▶ **INSTRUCTIONS FOR THE TASK**:
What follows is a set of records; repeat all of them exactly.

▶ **DATA EXCERPTS**:
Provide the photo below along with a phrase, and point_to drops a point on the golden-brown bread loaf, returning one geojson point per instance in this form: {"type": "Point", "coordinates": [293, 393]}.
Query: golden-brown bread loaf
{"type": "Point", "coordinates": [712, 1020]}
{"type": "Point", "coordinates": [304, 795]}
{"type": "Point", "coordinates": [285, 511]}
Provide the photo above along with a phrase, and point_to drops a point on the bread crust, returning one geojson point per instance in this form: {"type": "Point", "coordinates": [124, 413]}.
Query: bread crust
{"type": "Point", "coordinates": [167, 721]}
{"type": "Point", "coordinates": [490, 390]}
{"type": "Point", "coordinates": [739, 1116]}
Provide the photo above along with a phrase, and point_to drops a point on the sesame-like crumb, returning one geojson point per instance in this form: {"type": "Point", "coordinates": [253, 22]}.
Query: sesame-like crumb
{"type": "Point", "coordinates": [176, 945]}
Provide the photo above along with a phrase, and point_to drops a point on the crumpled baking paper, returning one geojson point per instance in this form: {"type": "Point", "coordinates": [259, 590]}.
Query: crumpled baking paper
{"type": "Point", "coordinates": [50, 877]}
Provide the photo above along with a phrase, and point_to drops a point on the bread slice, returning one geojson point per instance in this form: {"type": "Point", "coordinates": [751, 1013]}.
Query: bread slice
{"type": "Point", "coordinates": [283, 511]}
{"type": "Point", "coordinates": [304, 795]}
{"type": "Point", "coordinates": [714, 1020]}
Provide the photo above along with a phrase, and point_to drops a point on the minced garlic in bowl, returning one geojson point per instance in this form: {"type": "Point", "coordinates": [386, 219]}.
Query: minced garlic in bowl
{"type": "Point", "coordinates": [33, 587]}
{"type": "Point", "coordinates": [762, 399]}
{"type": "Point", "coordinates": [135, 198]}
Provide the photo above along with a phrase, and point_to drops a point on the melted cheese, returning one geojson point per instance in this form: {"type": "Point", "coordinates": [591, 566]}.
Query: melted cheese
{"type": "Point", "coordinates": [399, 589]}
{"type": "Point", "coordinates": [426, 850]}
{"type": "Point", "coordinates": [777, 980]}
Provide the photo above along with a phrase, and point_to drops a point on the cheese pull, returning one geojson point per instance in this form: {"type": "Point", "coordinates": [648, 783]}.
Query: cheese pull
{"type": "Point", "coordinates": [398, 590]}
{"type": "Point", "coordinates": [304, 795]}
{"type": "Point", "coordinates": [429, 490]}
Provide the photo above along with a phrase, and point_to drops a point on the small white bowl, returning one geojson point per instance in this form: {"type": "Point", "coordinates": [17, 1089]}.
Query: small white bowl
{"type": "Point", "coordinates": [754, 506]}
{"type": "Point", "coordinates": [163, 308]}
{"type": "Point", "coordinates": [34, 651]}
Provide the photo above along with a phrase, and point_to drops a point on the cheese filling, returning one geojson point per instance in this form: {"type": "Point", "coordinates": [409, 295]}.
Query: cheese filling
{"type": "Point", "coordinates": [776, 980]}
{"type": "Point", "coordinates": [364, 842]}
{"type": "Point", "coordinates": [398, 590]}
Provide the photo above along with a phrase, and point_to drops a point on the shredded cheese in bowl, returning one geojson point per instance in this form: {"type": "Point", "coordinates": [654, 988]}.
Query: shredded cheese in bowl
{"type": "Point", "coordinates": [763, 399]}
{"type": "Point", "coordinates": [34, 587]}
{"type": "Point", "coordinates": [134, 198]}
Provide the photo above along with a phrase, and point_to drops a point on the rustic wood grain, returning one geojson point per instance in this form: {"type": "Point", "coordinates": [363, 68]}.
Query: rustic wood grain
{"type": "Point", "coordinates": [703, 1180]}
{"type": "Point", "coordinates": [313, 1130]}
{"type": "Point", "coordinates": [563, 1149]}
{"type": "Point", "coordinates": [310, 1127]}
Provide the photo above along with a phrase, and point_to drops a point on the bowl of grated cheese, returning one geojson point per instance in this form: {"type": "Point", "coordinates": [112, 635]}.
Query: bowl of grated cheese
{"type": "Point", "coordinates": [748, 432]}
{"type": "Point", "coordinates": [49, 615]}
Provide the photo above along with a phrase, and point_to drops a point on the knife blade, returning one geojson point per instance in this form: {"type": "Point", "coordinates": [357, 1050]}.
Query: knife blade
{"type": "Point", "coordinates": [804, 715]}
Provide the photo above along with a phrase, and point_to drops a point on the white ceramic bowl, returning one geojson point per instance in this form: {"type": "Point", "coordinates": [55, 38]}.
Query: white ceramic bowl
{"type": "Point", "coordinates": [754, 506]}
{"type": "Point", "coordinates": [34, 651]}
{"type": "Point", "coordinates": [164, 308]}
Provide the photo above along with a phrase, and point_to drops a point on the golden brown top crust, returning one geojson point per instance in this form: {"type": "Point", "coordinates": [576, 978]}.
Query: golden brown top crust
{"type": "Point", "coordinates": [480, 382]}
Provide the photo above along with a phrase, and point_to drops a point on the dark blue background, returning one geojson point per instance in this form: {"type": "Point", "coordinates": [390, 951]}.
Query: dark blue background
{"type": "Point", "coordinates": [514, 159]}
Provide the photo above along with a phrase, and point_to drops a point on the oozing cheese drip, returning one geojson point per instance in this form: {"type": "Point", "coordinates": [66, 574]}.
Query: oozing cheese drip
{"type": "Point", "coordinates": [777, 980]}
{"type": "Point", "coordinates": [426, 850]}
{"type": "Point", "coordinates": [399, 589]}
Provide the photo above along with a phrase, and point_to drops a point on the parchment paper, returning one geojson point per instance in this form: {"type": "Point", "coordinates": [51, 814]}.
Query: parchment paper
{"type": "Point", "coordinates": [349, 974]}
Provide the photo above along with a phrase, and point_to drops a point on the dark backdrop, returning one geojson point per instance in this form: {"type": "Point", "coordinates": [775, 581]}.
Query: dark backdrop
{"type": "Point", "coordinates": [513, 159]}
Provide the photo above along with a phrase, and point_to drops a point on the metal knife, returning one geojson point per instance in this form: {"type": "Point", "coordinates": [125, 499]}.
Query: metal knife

▶ **EXERCISE SOLUTION**:
Provide the photo below along with a phrase, and point_to drops a point on the golden-brown bread loaf, returning one geojson point per instance in this form: {"type": "Point", "coordinates": [293, 393]}.
Query: golden-brown bread loaf
{"type": "Point", "coordinates": [712, 1020]}
{"type": "Point", "coordinates": [304, 795]}
{"type": "Point", "coordinates": [285, 511]}
Provide the photo above along with a phrase, and point_to drops a point on the bread crust, returning one geojson point per instance in this form: {"type": "Point", "coordinates": [124, 413]}.
Query: bread crust
{"type": "Point", "coordinates": [167, 721]}
{"type": "Point", "coordinates": [490, 390]}
{"type": "Point", "coordinates": [739, 1116]}
Provide the photo above along with a phrase, and point_to drops a point on the sesame-like crumb, returning one geojson point per instance in this form: {"type": "Point", "coordinates": [253, 22]}.
Query: sesame-like crumb
{"type": "Point", "coordinates": [176, 945]}
Provide the photo above along with a phrase, and point_to drops a point on the crumpled baking paper, returning one geojson point per instance in this form: {"type": "Point", "coordinates": [259, 590]}.
Query: crumpled baking paper
{"type": "Point", "coordinates": [50, 877]}
Provide the photo above along with a phrase, and point_to drops a point on the bread slice, returning one geojson point per instance in this form: {"type": "Point", "coordinates": [751, 1013]}.
Query: bread slice
{"type": "Point", "coordinates": [283, 511]}
{"type": "Point", "coordinates": [304, 795]}
{"type": "Point", "coordinates": [714, 1020]}
Provide the photo above along with a phrase, and point_to drops a point on the minced garlic in bowl, returning one geojson point per instance in this form: {"type": "Point", "coordinates": [386, 219]}.
Query: minced garlic in bowl
{"type": "Point", "coordinates": [33, 587]}
{"type": "Point", "coordinates": [762, 399]}
{"type": "Point", "coordinates": [135, 198]}
Provide the photo above along with a phrase, and point_to drops a point on the melted cheese, returning one geojson point per instance in this form: {"type": "Point", "coordinates": [591, 566]}.
Query: melted cheese
{"type": "Point", "coordinates": [399, 589]}
{"type": "Point", "coordinates": [426, 850]}
{"type": "Point", "coordinates": [777, 980]}
Provide the photo above along with a phrase, and point_to drops a point on the cheese pull, returning one geojson point per instance in this form: {"type": "Point", "coordinates": [648, 783]}.
Query: cheese pull
{"type": "Point", "coordinates": [398, 590]}
{"type": "Point", "coordinates": [304, 795]}
{"type": "Point", "coordinates": [429, 490]}
Provide the photo above along with a phrase, and point_to drops a point on the small white bowl, returning one geojson point per instance in this form: {"type": "Point", "coordinates": [17, 1089]}.
Query: small white bowl
{"type": "Point", "coordinates": [754, 506]}
{"type": "Point", "coordinates": [163, 308]}
{"type": "Point", "coordinates": [34, 651]}
Provide the photo above along with a phrase, and point_to drops a point on the cheese filling, returning one geojson point per instance in this form: {"type": "Point", "coordinates": [409, 295]}.
Query: cheese filling
{"type": "Point", "coordinates": [776, 980]}
{"type": "Point", "coordinates": [364, 842]}
{"type": "Point", "coordinates": [398, 590]}
Provide the photo above along with a phrase, and point_to drops a point on the shredded cheese in bowl, returning one geojson point per instance in this form: {"type": "Point", "coordinates": [654, 988]}.
Query: shredded cheese in bowl
{"type": "Point", "coordinates": [763, 399]}
{"type": "Point", "coordinates": [34, 587]}
{"type": "Point", "coordinates": [134, 198]}
Provide the photo above along with a phrase, and point_to drops a point on the rustic wood grain, returning one geojson point per instance in this form: {"type": "Point", "coordinates": [363, 68]}.
Query: rustic wood grain
{"type": "Point", "coordinates": [703, 1180]}
{"type": "Point", "coordinates": [313, 1130]}
{"type": "Point", "coordinates": [563, 1149]}
{"type": "Point", "coordinates": [310, 1127]}
Provide the photo above along with a phrase, and point_to drops a point on the bowl of grated cheese, returning one geojson point per instance in this form: {"type": "Point", "coordinates": [112, 635]}.
Query: bowl of grated cheese
{"type": "Point", "coordinates": [748, 432]}
{"type": "Point", "coordinates": [49, 615]}
Provide the photo above along with a phrase, and point_to drops a point on the knife blade, returning one geojson point per instance in this form: {"type": "Point", "coordinates": [357, 1050]}.
Query: knife blade
{"type": "Point", "coordinates": [804, 715]}
Provide the photo above along with a phrase, and point_to drops a point on the white ceramic bowl, returning one geojson point per instance in this form: {"type": "Point", "coordinates": [55, 38]}.
Query: white ceramic bowl
{"type": "Point", "coordinates": [754, 506]}
{"type": "Point", "coordinates": [34, 651]}
{"type": "Point", "coordinates": [164, 308]}
Provide the photo above along with a phrase, and point_to drops a point on the golden brown top crust, returning one geojson point per instance in this form: {"type": "Point", "coordinates": [576, 978]}.
Query: golden brown top crust
{"type": "Point", "coordinates": [480, 382]}
Provide the photo above along with a phrase, and point_to drops a point on the dark blue background, returning one geojson point per instance in this form: {"type": "Point", "coordinates": [390, 951]}.
Query: dark blue background
{"type": "Point", "coordinates": [514, 159]}
Provide the photo above along with a phrase, and point_to drops a point on the oozing cheese drip, returning one geojson point per instance in this form: {"type": "Point", "coordinates": [66, 574]}.
Query: oozing cheese drip
{"type": "Point", "coordinates": [777, 980]}
{"type": "Point", "coordinates": [426, 850]}
{"type": "Point", "coordinates": [399, 589]}
Provide the photo above along with a phrase, and point_to drops a point on the parchment paper, returning one geojson point per instance in this form: {"type": "Point", "coordinates": [51, 814]}.
Query: parchment paper
{"type": "Point", "coordinates": [349, 974]}
Provide the photo above along with a phrase, and point_to drops a point on the dark backdrop, returning one geojson point per instance in this form: {"type": "Point", "coordinates": [775, 581]}.
Query: dark backdrop
{"type": "Point", "coordinates": [513, 159]}
Provide the photo above along with a phrase, and point_to drops a point on the metal knife, returning one geojson point per instance in this form: {"type": "Point", "coordinates": [125, 499]}.
Query: metal knife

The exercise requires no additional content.